- Data supplied:
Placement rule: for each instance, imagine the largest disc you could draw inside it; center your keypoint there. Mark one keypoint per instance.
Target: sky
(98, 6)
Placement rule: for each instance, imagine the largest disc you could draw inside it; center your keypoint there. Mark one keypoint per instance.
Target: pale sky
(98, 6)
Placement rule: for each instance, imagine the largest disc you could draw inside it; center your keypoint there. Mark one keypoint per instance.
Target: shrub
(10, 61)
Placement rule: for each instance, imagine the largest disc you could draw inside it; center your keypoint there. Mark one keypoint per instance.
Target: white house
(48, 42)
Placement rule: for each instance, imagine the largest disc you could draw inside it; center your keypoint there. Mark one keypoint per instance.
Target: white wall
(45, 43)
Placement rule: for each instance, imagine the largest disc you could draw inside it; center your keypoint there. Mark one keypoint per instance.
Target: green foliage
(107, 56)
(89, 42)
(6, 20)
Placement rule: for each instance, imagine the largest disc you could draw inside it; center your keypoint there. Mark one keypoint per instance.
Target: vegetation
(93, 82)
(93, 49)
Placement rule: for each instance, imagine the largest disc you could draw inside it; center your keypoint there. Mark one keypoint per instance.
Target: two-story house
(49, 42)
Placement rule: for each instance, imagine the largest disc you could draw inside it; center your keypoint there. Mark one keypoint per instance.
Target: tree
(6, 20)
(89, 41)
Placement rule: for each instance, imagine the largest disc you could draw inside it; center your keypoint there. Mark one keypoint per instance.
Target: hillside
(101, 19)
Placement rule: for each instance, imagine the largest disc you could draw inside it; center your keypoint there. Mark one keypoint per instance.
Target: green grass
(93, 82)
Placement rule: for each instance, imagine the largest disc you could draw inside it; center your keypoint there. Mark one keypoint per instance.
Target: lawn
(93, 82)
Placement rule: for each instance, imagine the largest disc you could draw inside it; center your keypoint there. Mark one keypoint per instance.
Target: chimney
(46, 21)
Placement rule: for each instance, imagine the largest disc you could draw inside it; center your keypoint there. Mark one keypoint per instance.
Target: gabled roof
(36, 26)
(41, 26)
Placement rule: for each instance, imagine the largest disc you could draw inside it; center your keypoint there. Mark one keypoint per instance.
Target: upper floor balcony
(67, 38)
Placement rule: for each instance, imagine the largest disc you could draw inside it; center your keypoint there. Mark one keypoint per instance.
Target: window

- Your instructions: Set down each line of the material above again, exactly.

- Solution:
Placement rule: for each instance, imagine the largest disc you could draw inside it; center your keypoint there. Mark one keypoint per instance.
Target: sky
(98, 6)
Placement rule: for each instance, imagine the largest disc you could draw inside it; center your keypoint there. Mark one keypoint per instance.
Target: pale sky
(98, 6)
Placement rule: for each instance, imagine the largest disc you could draw inside it; center your keypoint there. Mark one keypoint per instance.
Target: shrub
(10, 61)
Placement rule: for each instance, imagine the largest disc you could draw inside it; center your keypoint there. Mark one keypoint per instance.
Target: white house
(48, 42)
Placement rule: for each instance, imagine the largest disc you could draw inside it; center your keypoint there. Mark one keypoint per instance.
Target: white wall
(45, 43)
Placement rule: for each instance, imagine the largest disc you could draw inside it; center your keypoint there. Mark one keypoint per instance.
Target: green foliage
(107, 56)
(89, 42)
(6, 20)
Placement rule: for each instance, imagine the largest disc you could draw inside it; center your keypoint there. Mark one keypoint per instance.
Target: vegetation
(93, 82)
(93, 49)
Placement rule: for each instance, imagine the largest disc you could draw inside it; center your keypoint there. Mark one keypoint per instance.
Target: two-story house
(49, 42)
Placement rule: for each instance, imagine the largest disc you could draw inside it; center your keypoint there. Mark one keypoint per instance.
Target: tree
(6, 20)
(89, 41)
Placement rule: for each instance, imagine the largest disc you could draw inside it; center your keypoint there. Mark one keypoint per instance.
Target: hillside
(101, 19)
Placement rule: for each instance, imagine the largest disc you could draw inside it; center your keypoint there. Mark one keypoint per instance.
Target: green grass
(93, 82)
Placement rule: for each instance, imagine the largest disc you could draw inside it; center your keypoint there. Mark one keypoint per instance.
Target: lawn
(93, 82)
Placement rule: for each instance, imagine the largest disc you could draw inside it; center your keypoint there. Mark one keypoint per instance.
Target: chimney
(46, 21)
Placement rule: for each instance, imagine the largest disc you could draw inside it; center your keypoint there. Mark one keypoint per instance.
Target: gabled roof
(36, 26)
(41, 26)
Placement rule: for each instance, imagine the largest disc you could draw inside it; center your keypoint there. Mark one keypoint per instance.
Target: upper floor balcony
(67, 38)
Placement rule: for each instance, imagine the largest disc you could draw inside it; center your keypoint there. Mark one keypoint per instance.
Target: window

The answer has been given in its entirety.